What you will do »
Would you transcribe all of the data exactly, down to the last character?

Stored data »
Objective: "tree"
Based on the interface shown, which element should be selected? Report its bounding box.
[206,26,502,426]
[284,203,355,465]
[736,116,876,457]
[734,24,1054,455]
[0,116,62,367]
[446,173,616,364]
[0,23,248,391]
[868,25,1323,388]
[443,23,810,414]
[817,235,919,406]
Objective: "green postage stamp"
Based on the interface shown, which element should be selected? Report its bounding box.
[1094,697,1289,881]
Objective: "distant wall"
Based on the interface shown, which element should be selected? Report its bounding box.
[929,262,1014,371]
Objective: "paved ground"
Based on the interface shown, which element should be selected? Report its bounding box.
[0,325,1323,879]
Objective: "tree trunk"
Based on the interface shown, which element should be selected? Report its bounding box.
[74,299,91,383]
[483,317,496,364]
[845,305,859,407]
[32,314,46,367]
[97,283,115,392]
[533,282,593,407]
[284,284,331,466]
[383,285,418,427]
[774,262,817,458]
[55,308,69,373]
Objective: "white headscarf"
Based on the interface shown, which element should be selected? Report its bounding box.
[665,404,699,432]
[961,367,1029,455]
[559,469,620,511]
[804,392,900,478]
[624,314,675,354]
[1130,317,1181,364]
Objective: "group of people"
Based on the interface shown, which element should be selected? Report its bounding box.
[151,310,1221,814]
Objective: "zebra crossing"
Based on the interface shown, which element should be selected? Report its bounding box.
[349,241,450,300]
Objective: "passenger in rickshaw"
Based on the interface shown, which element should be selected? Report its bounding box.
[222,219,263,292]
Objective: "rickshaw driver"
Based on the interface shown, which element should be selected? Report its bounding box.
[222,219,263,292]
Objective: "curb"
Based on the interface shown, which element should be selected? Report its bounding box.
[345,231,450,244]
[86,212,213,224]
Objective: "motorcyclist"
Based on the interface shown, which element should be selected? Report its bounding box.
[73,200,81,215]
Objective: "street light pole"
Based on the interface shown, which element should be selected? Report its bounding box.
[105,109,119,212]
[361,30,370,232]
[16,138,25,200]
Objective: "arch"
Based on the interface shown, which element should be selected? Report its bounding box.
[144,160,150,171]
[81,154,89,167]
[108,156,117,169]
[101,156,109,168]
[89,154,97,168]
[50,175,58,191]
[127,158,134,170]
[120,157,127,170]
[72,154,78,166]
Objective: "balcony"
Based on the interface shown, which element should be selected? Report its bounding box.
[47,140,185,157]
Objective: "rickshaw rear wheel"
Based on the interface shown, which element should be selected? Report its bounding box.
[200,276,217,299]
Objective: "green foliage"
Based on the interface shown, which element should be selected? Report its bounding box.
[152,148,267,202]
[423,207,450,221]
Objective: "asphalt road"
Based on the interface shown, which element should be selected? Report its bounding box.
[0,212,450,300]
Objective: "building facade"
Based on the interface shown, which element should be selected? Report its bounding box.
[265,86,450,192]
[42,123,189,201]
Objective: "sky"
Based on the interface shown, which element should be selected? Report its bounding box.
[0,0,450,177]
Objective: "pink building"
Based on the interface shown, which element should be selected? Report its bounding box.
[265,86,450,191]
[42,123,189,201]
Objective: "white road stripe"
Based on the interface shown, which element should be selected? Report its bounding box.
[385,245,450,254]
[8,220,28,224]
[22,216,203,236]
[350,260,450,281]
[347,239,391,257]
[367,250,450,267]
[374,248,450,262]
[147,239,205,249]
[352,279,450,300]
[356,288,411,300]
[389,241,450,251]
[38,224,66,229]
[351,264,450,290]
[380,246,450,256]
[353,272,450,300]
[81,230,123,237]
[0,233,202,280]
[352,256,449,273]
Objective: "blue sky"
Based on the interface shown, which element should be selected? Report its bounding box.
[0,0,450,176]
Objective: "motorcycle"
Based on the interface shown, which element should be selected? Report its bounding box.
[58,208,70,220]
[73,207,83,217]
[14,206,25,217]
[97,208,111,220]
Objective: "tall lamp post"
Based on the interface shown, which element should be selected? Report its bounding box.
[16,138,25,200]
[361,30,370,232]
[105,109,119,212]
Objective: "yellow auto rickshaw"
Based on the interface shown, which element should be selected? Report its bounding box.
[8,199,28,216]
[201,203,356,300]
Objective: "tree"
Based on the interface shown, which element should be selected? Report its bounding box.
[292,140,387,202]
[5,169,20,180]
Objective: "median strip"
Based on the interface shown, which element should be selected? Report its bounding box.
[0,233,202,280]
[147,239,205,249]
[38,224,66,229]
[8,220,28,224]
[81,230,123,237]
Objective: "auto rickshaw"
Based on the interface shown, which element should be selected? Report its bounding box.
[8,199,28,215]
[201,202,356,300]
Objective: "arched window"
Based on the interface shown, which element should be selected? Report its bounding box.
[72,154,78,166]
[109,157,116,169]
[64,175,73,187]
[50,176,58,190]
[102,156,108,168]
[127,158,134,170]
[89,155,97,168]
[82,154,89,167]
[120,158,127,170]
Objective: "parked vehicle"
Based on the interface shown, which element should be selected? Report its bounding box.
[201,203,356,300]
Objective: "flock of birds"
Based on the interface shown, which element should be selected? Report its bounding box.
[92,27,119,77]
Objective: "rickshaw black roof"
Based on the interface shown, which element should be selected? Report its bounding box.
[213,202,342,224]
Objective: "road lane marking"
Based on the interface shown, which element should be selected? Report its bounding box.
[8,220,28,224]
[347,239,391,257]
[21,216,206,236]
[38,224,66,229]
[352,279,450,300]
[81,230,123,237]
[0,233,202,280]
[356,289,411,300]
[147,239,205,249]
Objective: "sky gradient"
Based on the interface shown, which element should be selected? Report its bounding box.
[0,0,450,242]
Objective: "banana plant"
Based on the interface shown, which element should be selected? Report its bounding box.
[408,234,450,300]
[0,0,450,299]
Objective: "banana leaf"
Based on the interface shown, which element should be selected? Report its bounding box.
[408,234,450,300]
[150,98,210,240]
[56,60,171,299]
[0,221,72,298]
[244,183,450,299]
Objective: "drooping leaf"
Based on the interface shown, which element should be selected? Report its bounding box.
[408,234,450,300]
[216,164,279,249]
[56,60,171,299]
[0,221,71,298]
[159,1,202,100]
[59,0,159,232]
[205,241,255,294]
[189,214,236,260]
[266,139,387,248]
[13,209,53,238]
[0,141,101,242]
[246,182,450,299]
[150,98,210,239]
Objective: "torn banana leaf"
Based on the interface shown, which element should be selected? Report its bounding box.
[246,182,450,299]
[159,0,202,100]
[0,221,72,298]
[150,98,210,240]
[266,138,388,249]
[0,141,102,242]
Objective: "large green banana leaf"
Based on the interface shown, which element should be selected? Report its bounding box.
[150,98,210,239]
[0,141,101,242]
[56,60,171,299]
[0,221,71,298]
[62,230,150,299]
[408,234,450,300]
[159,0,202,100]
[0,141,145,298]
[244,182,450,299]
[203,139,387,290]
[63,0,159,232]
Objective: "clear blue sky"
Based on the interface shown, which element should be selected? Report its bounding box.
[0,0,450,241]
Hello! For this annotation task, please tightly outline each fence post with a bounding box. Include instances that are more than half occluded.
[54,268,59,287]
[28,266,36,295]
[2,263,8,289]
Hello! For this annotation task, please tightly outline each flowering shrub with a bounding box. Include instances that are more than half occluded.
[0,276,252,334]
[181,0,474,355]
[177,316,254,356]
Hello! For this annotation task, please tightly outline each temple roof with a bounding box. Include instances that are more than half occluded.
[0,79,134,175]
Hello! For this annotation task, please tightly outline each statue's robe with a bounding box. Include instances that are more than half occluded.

Reply »
Objective: "tree"
Based on the interface shown, which element should be selected? Report its bounding box.
[206,26,502,426]
[284,203,355,465]
[736,116,876,457]
[734,24,1054,455]
[0,116,62,367]
[446,173,616,364]
[0,23,248,391]
[868,25,1323,388]
[443,23,810,414]
[817,235,919,406]
Objective: "green postage stamp"
Based on the interface shown, which element should be selected? Report its bounding box.
[1094,697,1289,881]
Objective: "distant wall"
Based on the interface shown, which element should be selected? Report its bounding box.
[929,262,1014,371]
Objective: "paved ground"
Based on the interface shown, which element should be selected? Report its bounding box.
[0,325,1323,879]
Objective: "tree trunk"
Based on the interface shown, which element should be selected? Report its bounding box.
[74,299,91,383]
[483,317,496,364]
[845,305,859,407]
[32,314,46,367]
[97,283,115,392]
[533,282,593,407]
[284,284,331,466]
[383,285,418,427]
[774,262,817,458]
[55,308,69,373]
Objective: "white headscarf"
Based on the interface shown, which element should be selected? Report its bounding box.
[665,404,699,432]
[961,367,1029,455]
[559,469,620,511]
[804,392,900,478]
[624,314,675,354]
[1130,317,1181,364]
Objective: "group of people"
Based on the interface shown, which element should be selected? Report its bounding box.
[151,310,1221,814]
Objective: "zebra crossing"
Based on the interface shown, which element should be selected? Report its bounding box.
[349,241,450,300]
Objective: "passenger in rickshaw"
Based on the interface shown, which element should be selected? Report its bounding box.
[222,219,263,292]
Objective: "rickshaw driver"
Based on the interface shown, which element should be selected? Report its bounding box.
[222,219,263,292]
Objective: "curb"
Based on the interface shown, which element should be selected? Report its bounding box.
[345,231,450,244]
[86,212,213,224]
Objective: "motorcyclist"
Based on the interface shown, which element should be selected? Report its bounding box.
[73,200,81,215]
Objective: "street light pole"
Based on the interface shown, which element should be selected? Report its bounding box.
[105,109,119,212]
[361,30,370,232]
[16,138,25,200]
Objective: "arch"
Based on the interface shown, which element should be selected? Report its bounding box.
[144,160,150,171]
[81,154,89,167]
[108,156,117,169]
[101,156,109,168]
[89,154,97,168]
[50,175,58,191]
[127,158,134,170]
[120,157,127,170]
[72,154,78,166]
Objective: "balcony"
Based on the interface shown, which element should be selected? Report its bounding box.
[47,140,185,157]
Objective: "rickshaw rear wheel"
Based on the interface shown, which element should be selected? Report its bounding box.
[200,276,217,299]
Objective: "green foliage"
Based on the interface shown, which element should be selected? Report its bounding box.
[152,148,267,202]
[423,207,450,221]
Objective: "asphalt road"
Based on the interface shown, which element should be selected? Report its bounding box.
[0,212,450,300]
Objective: "building facade"
Based on the interface shown, which element should be selected? Report its bounding box.
[265,86,450,192]
[42,123,189,201]
Objective: "sky"
Based on the interface shown, which element should be selected? Report its bounding box.
[0,0,450,177]
Objective: "pink building"
Based on the interface shown, which element should be selected? Report its bounding box.
[265,86,450,191]
[42,123,189,201]
Objective: "white road stripe"
Based on the interface shown, which element should be selected? Report its bounding box.
[385,245,450,254]
[8,220,28,224]
[22,216,203,236]
[350,260,450,281]
[347,239,391,257]
[367,250,450,267]
[374,248,450,262]
[147,239,205,249]
[352,279,450,300]
[356,288,411,300]
[389,241,450,251]
[38,224,66,229]
[351,264,450,290]
[380,246,450,256]
[353,272,450,300]
[81,230,123,237]
[0,233,202,280]
[352,256,449,273]
Objective: "blue sky"
Based on the interface shown, which element should be selected? Report its bounding box.
[0,0,450,176]
Objective: "motorcycle"
Based on the interface shown, which element should be selected? Report its bounding box.
[58,208,70,220]
[73,207,83,217]
[14,206,25,217]
[97,208,111,220]
Objective: "tall lamp post"
Based on the interface shown, which element should be selected? Report its bounding box.
[16,138,25,200]
[361,30,370,232]
[105,109,119,212]
Objective: "yellow auto rickshaw"
Based on the interface shown, which element should be selected? Report its bounding box.
[8,199,28,216]
[201,203,356,300]
Objective: "tree"
Based on the interface shown, which element should be selected? Report its bounding box.
[292,140,387,202]
[5,169,20,180]
Objective: "median strip"
Based on the interface shown, which element should be selected? Report its bounding box.
[0,233,202,280]
[147,239,205,249]
[38,224,66,229]
[8,220,28,224]
[81,230,123,237]
Objective: "auto rickshaw"
Based on the interface shown, which element should be selected? Report its bounding box.
[8,199,28,215]
[201,202,356,300]
Objective: "arched window"
Based on the interface shown, which element should be selected? Report its bounding box.
[72,154,78,166]
[109,157,116,169]
[64,175,73,187]
[50,176,58,190]
[102,156,108,168]
[127,158,134,170]
[89,155,97,168]
[82,154,89,167]
[120,158,127,170]
Objective: "parked vehicle"
Based on the interface shown, which element should be selected? Report its bounding box.
[201,203,356,300]
Objective: "flock of birds"
Based on the interface shown, which element should be selected? Report its bounding box.
[92,27,119,77]
Objective: "rickshaw black roof"
Based on the interface shown, which element should be selected? Report its bounding box.
[213,202,342,224]
Objective: "road lane marking"
Based on the interface shown, which element should be selected? Report its bounding box.
[8,220,28,224]
[347,239,391,257]
[21,216,206,236]
[38,224,66,229]
[352,279,450,300]
[81,230,123,237]
[0,233,202,280]
[356,289,411,300]
[147,239,205,249]
Objective: "sky gradient"
Based on the interface shown, which element should be selected? Report its bounding box.
[0,0,450,242]
Objective: "banana plant"
Based on the interface shown, which element should be selected? Report its bounding box.
[408,234,450,300]
[0,0,450,299]
Objective: "banana leaf"
Based on the interface shown, which element should be selected? Report its bounding box.
[408,234,450,300]
[150,98,210,240]
[56,60,171,299]
[0,221,72,298]
[244,183,450,299]
Objective: "drooping leaf"
Based on the interface shown, which element should be selected? Report its bounding box.
[408,234,450,300]
[216,164,279,249]
[56,60,171,299]
[0,221,71,298]
[159,1,202,100]
[59,0,159,232]
[205,241,255,294]
[189,214,236,260]
[266,139,387,248]
[13,209,53,238]
[0,141,101,242]
[246,182,450,299]
[150,98,210,239]
Objective: "torn banana leaf"
Based on the interface shown, which element should be selected? Report its bounding box.
[246,182,450,299]
[159,0,202,100]
[0,221,72,298]
[150,98,210,240]
[266,138,388,249]
[0,141,102,242]
Objective: "large green banana leaf"
Based on the interface shown, which element should be selected? Report its bounding box.
[150,98,210,239]
[0,141,101,242]
[56,60,171,299]
[0,221,71,298]
[62,230,150,299]
[408,234,450,300]
[159,0,202,100]
[0,141,145,298]
[244,182,450,299]
[203,139,387,290]
[63,0,159,232]
Objective: "clear blue sky"
Based on the interface shown, which element should be selected? Report its bounding box.
[0,0,450,241]
Hello! For this annotation task, please tightly outline each fence post with a bounding box. Include instances that are more than half occluded.
[54,268,59,287]
[28,266,36,295]
[2,263,8,289]
Hello! For this annotation task, please tightly outline each flowering shrub with a bounding box. Include instances that are more than half occluded.
[0,276,252,334]
[181,0,474,355]
[177,316,254,356]
Hello! For this annotation task, please tightly outline each temple roof with a bounding box. Include instances that are more than half occluded.
[0,79,134,175]
Hello! For this annotation task, please tightly outline each statue's robe with a bounding box. Include instances that are more than half occluded.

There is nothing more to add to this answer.